Images for object localization:
::::

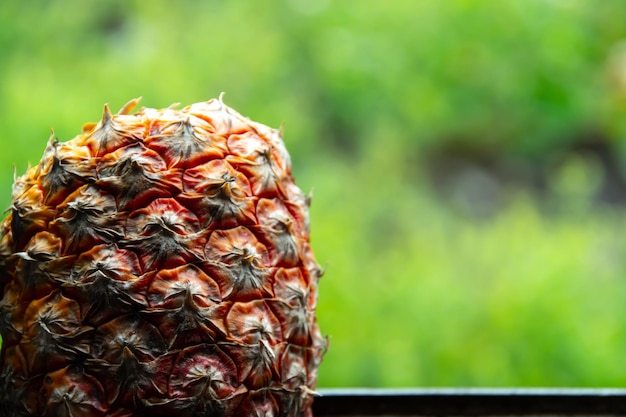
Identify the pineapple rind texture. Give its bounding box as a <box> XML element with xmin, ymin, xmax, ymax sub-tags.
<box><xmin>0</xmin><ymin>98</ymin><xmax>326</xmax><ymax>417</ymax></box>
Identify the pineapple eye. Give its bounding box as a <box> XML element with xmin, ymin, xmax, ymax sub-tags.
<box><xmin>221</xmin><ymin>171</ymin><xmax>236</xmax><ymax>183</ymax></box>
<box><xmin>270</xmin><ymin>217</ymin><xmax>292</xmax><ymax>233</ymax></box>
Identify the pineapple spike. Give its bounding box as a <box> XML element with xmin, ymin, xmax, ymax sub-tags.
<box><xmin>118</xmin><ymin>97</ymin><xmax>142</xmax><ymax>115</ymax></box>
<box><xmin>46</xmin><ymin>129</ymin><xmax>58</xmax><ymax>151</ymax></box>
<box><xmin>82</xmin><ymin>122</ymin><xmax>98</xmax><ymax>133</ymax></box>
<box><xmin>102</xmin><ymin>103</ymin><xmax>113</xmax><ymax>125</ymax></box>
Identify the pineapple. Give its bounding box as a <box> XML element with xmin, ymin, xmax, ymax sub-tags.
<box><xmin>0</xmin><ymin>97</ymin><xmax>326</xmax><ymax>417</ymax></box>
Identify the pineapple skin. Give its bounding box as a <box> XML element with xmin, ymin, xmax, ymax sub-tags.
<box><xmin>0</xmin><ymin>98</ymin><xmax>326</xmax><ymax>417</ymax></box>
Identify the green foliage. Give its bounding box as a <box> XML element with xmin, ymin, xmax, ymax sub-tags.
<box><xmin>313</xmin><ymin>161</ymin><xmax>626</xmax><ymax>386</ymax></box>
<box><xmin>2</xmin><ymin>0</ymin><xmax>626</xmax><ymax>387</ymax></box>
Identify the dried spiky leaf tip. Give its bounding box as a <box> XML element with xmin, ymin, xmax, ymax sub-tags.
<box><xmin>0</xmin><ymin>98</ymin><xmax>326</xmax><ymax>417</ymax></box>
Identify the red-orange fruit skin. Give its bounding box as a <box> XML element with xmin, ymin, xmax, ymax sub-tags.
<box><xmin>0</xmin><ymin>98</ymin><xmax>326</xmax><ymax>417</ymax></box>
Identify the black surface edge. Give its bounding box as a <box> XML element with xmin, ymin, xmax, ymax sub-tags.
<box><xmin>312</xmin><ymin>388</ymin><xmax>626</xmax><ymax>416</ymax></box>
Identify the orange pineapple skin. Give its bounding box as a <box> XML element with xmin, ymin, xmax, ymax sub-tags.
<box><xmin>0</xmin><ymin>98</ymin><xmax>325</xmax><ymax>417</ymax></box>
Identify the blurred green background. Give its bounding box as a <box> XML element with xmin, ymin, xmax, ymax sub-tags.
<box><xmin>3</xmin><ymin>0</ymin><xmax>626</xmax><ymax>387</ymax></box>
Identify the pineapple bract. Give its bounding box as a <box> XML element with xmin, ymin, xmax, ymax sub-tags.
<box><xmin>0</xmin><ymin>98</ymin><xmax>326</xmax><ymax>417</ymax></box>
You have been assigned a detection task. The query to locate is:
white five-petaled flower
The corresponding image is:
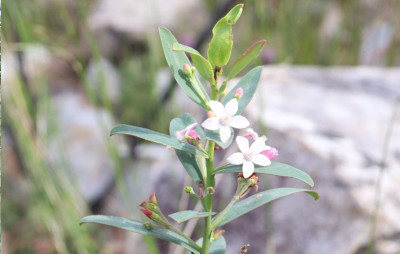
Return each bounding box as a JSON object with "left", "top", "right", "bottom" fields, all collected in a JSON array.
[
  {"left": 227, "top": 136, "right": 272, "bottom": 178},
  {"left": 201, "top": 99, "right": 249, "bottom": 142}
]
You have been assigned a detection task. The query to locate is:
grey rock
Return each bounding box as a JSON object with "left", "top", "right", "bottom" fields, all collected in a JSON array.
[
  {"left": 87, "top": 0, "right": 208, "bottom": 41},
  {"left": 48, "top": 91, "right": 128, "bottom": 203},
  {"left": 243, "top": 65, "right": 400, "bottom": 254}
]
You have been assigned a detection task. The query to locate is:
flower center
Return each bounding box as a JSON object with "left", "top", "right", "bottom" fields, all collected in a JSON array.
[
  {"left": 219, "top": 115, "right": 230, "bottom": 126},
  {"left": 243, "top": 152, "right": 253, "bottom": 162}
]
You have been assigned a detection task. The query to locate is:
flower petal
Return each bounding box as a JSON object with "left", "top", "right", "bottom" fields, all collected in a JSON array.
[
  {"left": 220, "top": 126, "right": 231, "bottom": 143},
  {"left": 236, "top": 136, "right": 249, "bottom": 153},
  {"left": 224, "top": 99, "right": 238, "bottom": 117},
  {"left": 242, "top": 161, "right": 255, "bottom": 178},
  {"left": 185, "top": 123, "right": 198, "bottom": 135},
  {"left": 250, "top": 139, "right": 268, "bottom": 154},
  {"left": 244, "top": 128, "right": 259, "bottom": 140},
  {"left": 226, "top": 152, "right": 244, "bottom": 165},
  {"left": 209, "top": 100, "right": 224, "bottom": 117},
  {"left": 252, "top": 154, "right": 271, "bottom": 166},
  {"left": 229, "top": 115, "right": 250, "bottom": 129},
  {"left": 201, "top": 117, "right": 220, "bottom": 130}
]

::::

What the task requires: Copy each record exactly. Leave any images out of the copy.

Response for this exercise:
Identify the pineapple rind texture. Give its bounding box as a <box> XML element with xmin, ymin, xmax, ymax sub-tags.
<box><xmin>0</xmin><ymin>98</ymin><xmax>326</xmax><ymax>417</ymax></box>
Identify the pineapple eye. Give its bounding box as a <box> XML element with xmin, ymin, xmax, ymax sub-tags.
<box><xmin>221</xmin><ymin>171</ymin><xmax>236</xmax><ymax>183</ymax></box>
<box><xmin>270</xmin><ymin>217</ymin><xmax>292</xmax><ymax>233</ymax></box>
Identify the pineapple spike. Give its bounding box as a <box> XML element with xmin, ymin, xmax, ymax sub-tags.
<box><xmin>118</xmin><ymin>97</ymin><xmax>142</xmax><ymax>115</ymax></box>
<box><xmin>46</xmin><ymin>129</ymin><xmax>58</xmax><ymax>151</ymax></box>
<box><xmin>82</xmin><ymin>122</ymin><xmax>98</xmax><ymax>133</ymax></box>
<box><xmin>102</xmin><ymin>103</ymin><xmax>113</xmax><ymax>125</ymax></box>
Identify the pineapple. Give its bounding box as a <box> XML element with xmin, ymin, xmax, ymax sub-tags.
<box><xmin>0</xmin><ymin>97</ymin><xmax>326</xmax><ymax>417</ymax></box>
Identify the pineapple skin. Give its bounding box as a <box> XML element with xmin, ymin, xmax, ymax sub-tags.
<box><xmin>0</xmin><ymin>98</ymin><xmax>326</xmax><ymax>417</ymax></box>
Identify the green foliage. Give its bounding box as a <box> XML element with xmin, ymin, xmax, ymax sub-tags.
<box><xmin>313</xmin><ymin>161</ymin><xmax>626</xmax><ymax>386</ymax></box>
<box><xmin>2</xmin><ymin>0</ymin><xmax>626</xmax><ymax>387</ymax></box>
Identify the dried spiky leaf tip. Give its bounding box as a <box> XML element with xmin, ymin, xmax, ymax sub-tags.
<box><xmin>0</xmin><ymin>98</ymin><xmax>326</xmax><ymax>417</ymax></box>
Identify the red-orange fruit skin. Give its bounding box as a <box> XML element with xmin, ymin, xmax, ymax sub-tags.
<box><xmin>0</xmin><ymin>98</ymin><xmax>326</xmax><ymax>417</ymax></box>
Identify the black surface edge. Give its bounding box as a <box> XML element with xmin, ymin, xmax, ymax sub-tags.
<box><xmin>312</xmin><ymin>388</ymin><xmax>626</xmax><ymax>416</ymax></box>
Identify the orange pineapple skin. Give its bounding box as a <box> XML element with xmin, ymin, xmax, ymax sub-tags.
<box><xmin>0</xmin><ymin>98</ymin><xmax>325</xmax><ymax>417</ymax></box>
Identify the blurred green background. Give its bounding box as a <box> XML element with xmin, ymin, xmax, ymax sub-tags.
<box><xmin>3</xmin><ymin>0</ymin><xmax>626</xmax><ymax>387</ymax></box>
Identify the pineapple bract. Give its bounding box as a <box> XML element with xmin, ymin, xmax, ymax sub-tags.
<box><xmin>0</xmin><ymin>98</ymin><xmax>326</xmax><ymax>417</ymax></box>
You have been assigned a detection task. The query to locate is:
white five-petaled flower
The corresponding image is:
Return each bounding box as a JSON object with "left", "top", "right", "bottom" fields, all collected in a JSON array.
[
  {"left": 227, "top": 136, "right": 272, "bottom": 178},
  {"left": 201, "top": 99, "right": 249, "bottom": 142}
]
You have been assigned a detection task. The query to locate is:
grey rock
Return each bounding box as a JSON object with "left", "top", "right", "bottom" fields, all collected in a JSON array.
[
  {"left": 87, "top": 0, "right": 208, "bottom": 41},
  {"left": 48, "top": 91, "right": 128, "bottom": 203},
  {"left": 243, "top": 65, "right": 400, "bottom": 254}
]
You have been assigned a detection task. The query to locate is:
flower center
Return each bounding box as a JSON object with "left", "top", "right", "bottom" fields, all collected in a JSON array.
[
  {"left": 219, "top": 115, "right": 230, "bottom": 126},
  {"left": 243, "top": 152, "right": 253, "bottom": 162}
]
You have been assigned a detection task. The query to locate is:
flower petal
Return each bounding box as a JSON object with "left", "top", "right", "bottom" fields, all collected in a JSON array.
[
  {"left": 220, "top": 126, "right": 231, "bottom": 143},
  {"left": 236, "top": 136, "right": 249, "bottom": 153},
  {"left": 224, "top": 99, "right": 238, "bottom": 117},
  {"left": 242, "top": 161, "right": 255, "bottom": 178},
  {"left": 185, "top": 123, "right": 198, "bottom": 135},
  {"left": 250, "top": 139, "right": 268, "bottom": 154},
  {"left": 244, "top": 128, "right": 259, "bottom": 140},
  {"left": 226, "top": 152, "right": 244, "bottom": 165},
  {"left": 209, "top": 100, "right": 224, "bottom": 117},
  {"left": 252, "top": 154, "right": 271, "bottom": 166},
  {"left": 229, "top": 115, "right": 250, "bottom": 129},
  {"left": 201, "top": 117, "right": 220, "bottom": 130}
]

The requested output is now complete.